══ 提示文 ══

思い出すのは、福井でわたくしが女学校を出た年に来た大きな台風のこと。
うちも、お隣さんもお向いさんも通り沿いのお家の瓦屋根が片側だけザザーッと落ちたの。
台風というのは〝道〟があるんだわって妙に感心したわ。
その時はゲタが浮き上がるくらい水も上がってきてね。
うちの近くには大川と呼んでいた川があったのだけれど、
水かさが増して河原まであふれたの。
そこの河原は、以前お話しした「ヨメナ」を摘んだり、レンゲの花が咲いていたり
春の時期はとてもいいところなのだけれど、台風の頃は恐ろしい場所になったものよ。
川といえば、季節はちょっと戻るけれど、たらい舟に乗って遊んだことを思い出すわ。
木のたらいに乗って川の向こう岸とこちら岸を行って帰って行って帰って。

═══

> _練習課題_:
**a.** 提示文の内容を二文でまとめてください。
**b.** 提示文について、次の問いに答えてください。
(i) 台風のとき、通り沿いの家の瓦屋根はどのように落ちましたか？
(ii) 語り手の家の近くにあった川は、何と呼ばれていましたか？
(iii) たらい舟に使われていたたらいは、何でできていましたか？
**c.** 台風と川の思い出を語る提示文の続きを、最後の文のあとから書き進めてください。
ここからの記録は、提示文とは別の出典から取られたものです。

══ 提供記録 ══

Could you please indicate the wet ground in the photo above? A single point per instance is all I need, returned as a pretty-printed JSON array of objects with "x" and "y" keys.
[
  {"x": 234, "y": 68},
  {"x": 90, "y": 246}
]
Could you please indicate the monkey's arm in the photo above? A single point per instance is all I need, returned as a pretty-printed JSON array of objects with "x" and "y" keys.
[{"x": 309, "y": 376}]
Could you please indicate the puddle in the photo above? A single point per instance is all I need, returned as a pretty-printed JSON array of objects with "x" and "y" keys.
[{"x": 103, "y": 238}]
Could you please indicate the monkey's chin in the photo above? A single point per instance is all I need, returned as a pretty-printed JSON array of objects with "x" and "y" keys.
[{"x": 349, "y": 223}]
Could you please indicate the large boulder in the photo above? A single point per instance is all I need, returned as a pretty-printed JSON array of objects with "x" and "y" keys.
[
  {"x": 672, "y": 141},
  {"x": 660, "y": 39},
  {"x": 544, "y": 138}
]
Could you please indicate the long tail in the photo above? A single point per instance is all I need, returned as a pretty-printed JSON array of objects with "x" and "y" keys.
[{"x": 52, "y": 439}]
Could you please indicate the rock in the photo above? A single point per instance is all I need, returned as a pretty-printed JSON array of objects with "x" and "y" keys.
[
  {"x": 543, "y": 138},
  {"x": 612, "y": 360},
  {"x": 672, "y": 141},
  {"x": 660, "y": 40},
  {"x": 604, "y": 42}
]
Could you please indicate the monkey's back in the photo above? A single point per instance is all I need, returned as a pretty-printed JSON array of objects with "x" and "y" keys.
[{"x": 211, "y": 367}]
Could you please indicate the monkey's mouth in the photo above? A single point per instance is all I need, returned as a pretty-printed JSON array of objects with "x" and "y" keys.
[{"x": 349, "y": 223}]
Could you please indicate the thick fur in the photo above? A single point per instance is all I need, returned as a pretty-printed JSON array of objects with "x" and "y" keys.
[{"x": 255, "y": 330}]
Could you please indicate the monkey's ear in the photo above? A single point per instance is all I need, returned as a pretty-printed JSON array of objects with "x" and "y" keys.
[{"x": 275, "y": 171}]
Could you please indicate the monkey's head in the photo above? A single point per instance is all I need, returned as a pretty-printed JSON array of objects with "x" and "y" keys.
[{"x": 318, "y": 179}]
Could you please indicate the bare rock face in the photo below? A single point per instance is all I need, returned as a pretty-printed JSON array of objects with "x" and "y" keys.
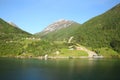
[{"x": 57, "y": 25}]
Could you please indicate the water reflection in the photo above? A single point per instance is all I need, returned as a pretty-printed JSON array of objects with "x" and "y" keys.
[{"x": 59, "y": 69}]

═══

> _解答一覧_:
**a.** 語り手が福井で女学校を出た年に大きな台風が来て、通り沿いの家々の瓦屋根が片側だけ落ち、ゲタが浮き上がるほど水が上がり、近くの大川も水かさが増して河原まであふれた。春にはヨメナを摘んだりレンゲの花が咲いていたりするその河原も台風の頃は恐ろしい場所になり、川といえば木のたらい舟に乗って向こう岸とこちら岸を行き来して遊んだことも思い出される。

**b.**
(i) 片側だけザザーッと落ちた。
(ii) 大川。
(iii) 木。

**c.**
両手で水をかいて漕ぐの。乗るのが案外と難しいのよ。
きちんとまん中に均等に座らないと、くるっとひっくりかえっちゃうんだから。ほんとうにお転婆だったわよね。
蔵の屋根から本家の屋根に飛び乗って、弟たちとチャンバラもやったっけ。片やお琴も習ってお行儀のお勉強もしていたのよ。
いい思い出です。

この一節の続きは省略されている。